◆ Text shown
=== Section Start ===
GF models fit to different sets of SNPs are expected to produce different predicted patterns of genomic variation. To estimate and visualize differences in expected geographic patterns for each of the six sets of modeled SNPs, we used Procrustes superimposition on the PCA ordinations, where the matrices were rotated to minimize the sum of squares of the distances between the sites in genetic space (Peres-Neto & Jackson, 2001). The Procrustes residuals, which in this case measure the absolute distance between sites in genetic space and the rotated ordination space, were mapped to visualize differences in the predicted genetic composition patterns between all pairwise comparisons of the six different GF models fit using the different sets of SNPs. For all visualizations, we constrained predictions to within the geographic range of balsam poplar as defined by (Little, 1971).
Genetic offset predictions of growth in common gardens: To experimentally test how well genetic offset predicts performance in the field when populations experience a novel climate, we used genetic offset values to predict population mean height growth increment in the two common gardens. We first generated population BLUPs of height growth separately for each garden (VT and IH) using linear mixed-effects models of the form:
\begin{equation} Y_{\text{ijk}}\ =\ \mu\ +B_{i}+\ P_{j}+{P(G)}_{\text{jk}}+\varepsilon_{\text{ijk}}\nonumber \\ \end{equation}
where height growth (Y ) is modeled as a function of the overall mean (\(\mu\)), the fixed effect of block or position within the garden (\(B_{i}\)), the random effect of population (\(P_{j}\)), the random effect of genotype nested within population (\({P(G)}_{\text{jk}}\)), and a normally distributed residual error (\(\varepsilon_{\text{ijk}}\)). The resulting population-level BLUPs from each model were then merged across gardens and combined with their corresponding garden-specific genetic offset predictions for use in a second model in which height growth was predicted as a function of genetic offset while controlling for overall differences between gardens. To allow for potential non-linearity in the response, we included a quadratic term, giving a final model of the form:
\begin{equation} Y_{\text{ij}}\ =\ \mu\ +\ Go_{i}+\ \text{Go}_{i}^{2}+\text{Gd}_{j}+\varepsilon_{\text{ij}}\nonumber \\ \end{equation}
where Go and Go 2 are the linear and quadratic genetic offset terms, respectively, and Gd is the effect of the jth garden (VT or IH).
=== Section End ===
◆ Required work
**a)** Can you summarize the methods text on genetic offset in two sentences?
**b)** In the methods text on genetic offset, what term was included in the second model to allow for potential non-linearity in the response?
**c)** Pick up the methods text on genetic offset after its last sentence and continue it.

◆ Provided records
=== Section Start ===
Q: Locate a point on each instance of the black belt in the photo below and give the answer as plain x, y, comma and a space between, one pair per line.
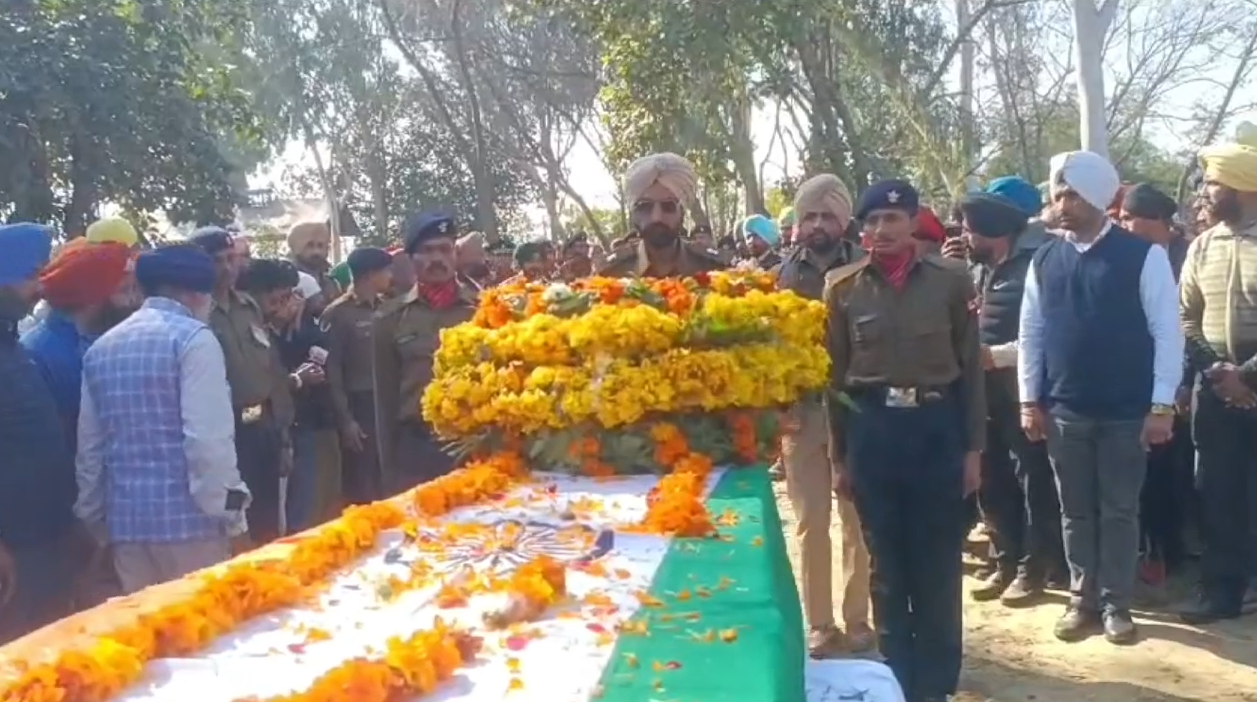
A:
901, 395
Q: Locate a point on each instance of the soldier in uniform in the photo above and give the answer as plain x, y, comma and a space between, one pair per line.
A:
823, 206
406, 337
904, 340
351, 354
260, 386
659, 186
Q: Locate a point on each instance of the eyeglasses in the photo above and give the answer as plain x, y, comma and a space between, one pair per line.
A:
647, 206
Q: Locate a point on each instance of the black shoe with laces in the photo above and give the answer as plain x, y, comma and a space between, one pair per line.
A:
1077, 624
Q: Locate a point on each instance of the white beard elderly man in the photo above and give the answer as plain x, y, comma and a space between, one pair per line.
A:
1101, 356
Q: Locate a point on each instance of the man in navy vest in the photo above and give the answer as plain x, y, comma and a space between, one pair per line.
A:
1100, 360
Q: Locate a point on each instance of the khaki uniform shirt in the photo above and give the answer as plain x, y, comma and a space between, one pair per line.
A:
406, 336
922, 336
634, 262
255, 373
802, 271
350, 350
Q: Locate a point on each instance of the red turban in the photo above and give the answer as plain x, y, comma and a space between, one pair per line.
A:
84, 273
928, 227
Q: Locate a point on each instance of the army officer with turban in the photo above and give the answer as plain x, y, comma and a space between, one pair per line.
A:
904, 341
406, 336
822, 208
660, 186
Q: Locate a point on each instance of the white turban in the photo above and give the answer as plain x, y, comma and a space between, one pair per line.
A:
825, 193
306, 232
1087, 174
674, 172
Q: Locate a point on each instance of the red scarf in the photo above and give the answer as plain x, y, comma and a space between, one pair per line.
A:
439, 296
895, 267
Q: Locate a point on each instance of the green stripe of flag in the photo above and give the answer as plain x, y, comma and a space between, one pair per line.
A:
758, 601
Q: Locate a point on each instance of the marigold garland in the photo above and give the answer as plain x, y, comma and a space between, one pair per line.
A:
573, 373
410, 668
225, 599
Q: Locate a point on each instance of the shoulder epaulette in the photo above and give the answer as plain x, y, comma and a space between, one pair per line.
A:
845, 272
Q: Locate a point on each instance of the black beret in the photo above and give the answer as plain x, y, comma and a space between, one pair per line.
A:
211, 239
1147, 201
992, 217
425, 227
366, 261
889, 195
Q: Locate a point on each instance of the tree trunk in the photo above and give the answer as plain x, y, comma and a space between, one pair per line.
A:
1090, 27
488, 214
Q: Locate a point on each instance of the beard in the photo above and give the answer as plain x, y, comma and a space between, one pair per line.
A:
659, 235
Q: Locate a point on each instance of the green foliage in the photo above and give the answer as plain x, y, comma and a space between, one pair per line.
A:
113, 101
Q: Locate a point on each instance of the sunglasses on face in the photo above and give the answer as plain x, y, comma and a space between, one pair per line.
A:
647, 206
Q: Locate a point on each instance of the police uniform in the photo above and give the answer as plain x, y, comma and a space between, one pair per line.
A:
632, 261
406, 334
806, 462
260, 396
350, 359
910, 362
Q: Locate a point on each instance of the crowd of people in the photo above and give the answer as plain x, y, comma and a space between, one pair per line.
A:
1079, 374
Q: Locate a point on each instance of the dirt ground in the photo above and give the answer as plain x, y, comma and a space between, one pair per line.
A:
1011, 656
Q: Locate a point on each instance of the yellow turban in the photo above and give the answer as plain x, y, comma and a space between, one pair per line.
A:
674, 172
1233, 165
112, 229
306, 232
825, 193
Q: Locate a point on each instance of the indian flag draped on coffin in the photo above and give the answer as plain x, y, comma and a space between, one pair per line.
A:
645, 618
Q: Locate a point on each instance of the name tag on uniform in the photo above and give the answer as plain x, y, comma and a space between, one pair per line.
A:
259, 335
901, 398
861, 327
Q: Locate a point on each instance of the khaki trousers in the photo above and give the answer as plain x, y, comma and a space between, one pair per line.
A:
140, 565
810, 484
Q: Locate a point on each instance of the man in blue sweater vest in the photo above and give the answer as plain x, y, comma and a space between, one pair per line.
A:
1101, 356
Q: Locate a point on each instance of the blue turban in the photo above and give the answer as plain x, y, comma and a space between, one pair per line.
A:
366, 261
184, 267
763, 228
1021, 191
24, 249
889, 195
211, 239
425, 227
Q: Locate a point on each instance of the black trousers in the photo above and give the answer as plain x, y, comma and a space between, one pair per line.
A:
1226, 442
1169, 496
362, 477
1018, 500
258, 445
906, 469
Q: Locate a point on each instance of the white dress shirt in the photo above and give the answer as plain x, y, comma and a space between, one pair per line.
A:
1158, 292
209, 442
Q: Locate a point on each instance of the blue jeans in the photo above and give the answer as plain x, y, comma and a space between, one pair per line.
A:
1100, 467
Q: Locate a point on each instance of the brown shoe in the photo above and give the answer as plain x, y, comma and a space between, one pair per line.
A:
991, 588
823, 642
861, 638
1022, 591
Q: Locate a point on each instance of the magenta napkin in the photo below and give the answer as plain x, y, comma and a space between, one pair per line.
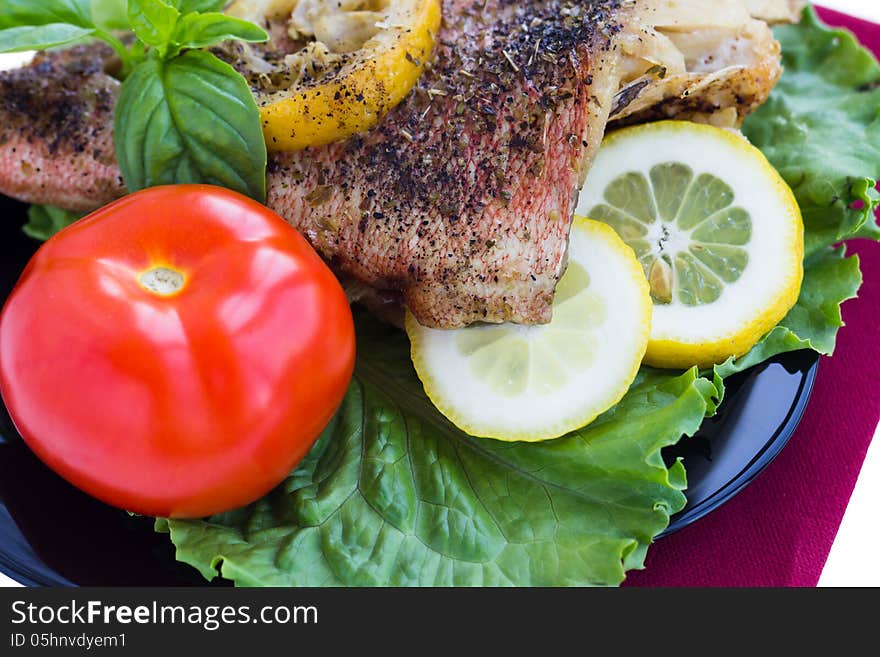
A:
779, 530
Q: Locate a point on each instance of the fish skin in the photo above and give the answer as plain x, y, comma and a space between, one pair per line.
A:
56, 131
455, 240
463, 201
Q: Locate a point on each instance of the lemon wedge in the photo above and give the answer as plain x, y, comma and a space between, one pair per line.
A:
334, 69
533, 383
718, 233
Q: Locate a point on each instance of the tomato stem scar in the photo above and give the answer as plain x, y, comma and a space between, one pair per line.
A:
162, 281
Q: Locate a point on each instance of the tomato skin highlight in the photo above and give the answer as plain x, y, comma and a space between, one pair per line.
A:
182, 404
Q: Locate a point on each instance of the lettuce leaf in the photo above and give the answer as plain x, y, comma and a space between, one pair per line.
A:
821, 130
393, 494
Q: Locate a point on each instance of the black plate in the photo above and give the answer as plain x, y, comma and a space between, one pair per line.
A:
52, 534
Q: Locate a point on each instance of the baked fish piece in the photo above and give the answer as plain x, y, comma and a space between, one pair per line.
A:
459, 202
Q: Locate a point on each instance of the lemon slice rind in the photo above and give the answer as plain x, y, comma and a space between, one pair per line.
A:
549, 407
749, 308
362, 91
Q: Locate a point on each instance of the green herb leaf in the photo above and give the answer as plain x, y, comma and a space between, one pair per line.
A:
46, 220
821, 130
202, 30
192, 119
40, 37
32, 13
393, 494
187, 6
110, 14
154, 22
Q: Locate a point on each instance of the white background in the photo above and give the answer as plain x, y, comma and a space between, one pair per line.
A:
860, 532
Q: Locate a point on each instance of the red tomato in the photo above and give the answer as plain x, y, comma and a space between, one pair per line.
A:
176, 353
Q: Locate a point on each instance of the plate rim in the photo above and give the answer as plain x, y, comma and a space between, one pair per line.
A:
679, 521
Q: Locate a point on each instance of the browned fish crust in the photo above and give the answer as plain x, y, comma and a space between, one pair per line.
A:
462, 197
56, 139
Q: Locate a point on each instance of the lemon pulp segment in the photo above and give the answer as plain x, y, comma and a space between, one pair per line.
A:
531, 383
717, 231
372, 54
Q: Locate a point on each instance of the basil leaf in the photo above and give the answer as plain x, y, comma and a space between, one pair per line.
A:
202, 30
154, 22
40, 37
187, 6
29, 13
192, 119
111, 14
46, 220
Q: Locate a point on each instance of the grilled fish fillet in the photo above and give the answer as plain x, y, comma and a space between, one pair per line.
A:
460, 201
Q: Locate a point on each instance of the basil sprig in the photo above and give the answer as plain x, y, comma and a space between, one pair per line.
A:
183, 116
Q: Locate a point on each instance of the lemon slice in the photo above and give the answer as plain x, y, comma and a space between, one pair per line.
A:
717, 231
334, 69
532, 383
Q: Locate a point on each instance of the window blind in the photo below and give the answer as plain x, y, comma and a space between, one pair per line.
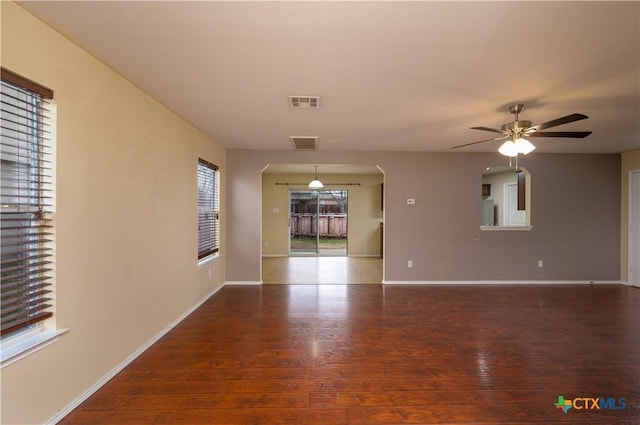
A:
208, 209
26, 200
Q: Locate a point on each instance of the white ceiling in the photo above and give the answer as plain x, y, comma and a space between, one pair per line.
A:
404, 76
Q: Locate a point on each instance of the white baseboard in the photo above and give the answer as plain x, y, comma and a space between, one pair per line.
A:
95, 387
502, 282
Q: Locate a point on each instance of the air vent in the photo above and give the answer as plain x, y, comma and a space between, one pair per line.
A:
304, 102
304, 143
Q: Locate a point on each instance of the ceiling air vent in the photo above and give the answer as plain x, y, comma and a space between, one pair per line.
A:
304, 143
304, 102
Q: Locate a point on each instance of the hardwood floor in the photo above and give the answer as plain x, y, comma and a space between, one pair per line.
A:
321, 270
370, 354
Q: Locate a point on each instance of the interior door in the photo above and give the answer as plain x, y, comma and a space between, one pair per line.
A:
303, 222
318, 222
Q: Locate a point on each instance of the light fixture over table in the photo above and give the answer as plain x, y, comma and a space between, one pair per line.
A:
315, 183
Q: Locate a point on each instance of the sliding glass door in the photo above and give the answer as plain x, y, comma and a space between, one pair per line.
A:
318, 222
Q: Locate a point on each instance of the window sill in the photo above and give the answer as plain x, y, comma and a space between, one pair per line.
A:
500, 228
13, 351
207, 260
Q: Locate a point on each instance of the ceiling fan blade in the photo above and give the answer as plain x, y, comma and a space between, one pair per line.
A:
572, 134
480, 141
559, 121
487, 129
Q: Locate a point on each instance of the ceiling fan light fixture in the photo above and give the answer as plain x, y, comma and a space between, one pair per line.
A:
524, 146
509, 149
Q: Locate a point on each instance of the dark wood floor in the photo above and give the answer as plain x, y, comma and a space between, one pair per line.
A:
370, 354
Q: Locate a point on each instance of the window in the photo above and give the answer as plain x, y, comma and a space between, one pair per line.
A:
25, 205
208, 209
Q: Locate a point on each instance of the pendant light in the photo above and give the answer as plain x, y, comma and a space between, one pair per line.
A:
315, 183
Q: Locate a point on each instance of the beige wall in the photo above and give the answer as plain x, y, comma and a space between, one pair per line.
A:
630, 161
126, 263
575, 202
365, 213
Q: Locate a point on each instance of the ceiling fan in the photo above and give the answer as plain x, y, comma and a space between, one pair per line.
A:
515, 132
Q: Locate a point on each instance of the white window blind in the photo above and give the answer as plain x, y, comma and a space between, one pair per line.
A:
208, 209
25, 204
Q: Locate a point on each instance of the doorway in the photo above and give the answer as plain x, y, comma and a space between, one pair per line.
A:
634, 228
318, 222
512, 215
=== Section End ===
◆ Answers to the exercise
**a)** Procrustes superimposition on PCA ordinations was used to compare the predicted genetic composition patterns of GF models fit to six sets of SNPs, and the residuals were mapped within the geographic range of balsam poplar. To test genetic offset against field performance, population BLUPs of height growth were generated for two common gardens, and growth was then modeled as a function of linear and quadratic genetic offset terms while controlling for differences between gardens.

**b)** A quadratic genetic offset term.

**c)**
We evaluated height growth for different estimates of genetic offset derived from (a) a combined GF model of all outlier loci, (b) outliers identified by GF-X , (c) the average of 999 random draws of 500 random SNPs from the genomic background, and (d) Mahalanobis distances based on climate-only. When not significant, we dropped the quadratic term in favor of the simple linear model. We report the percentage of variance explained (R 2) as a metric of model performance.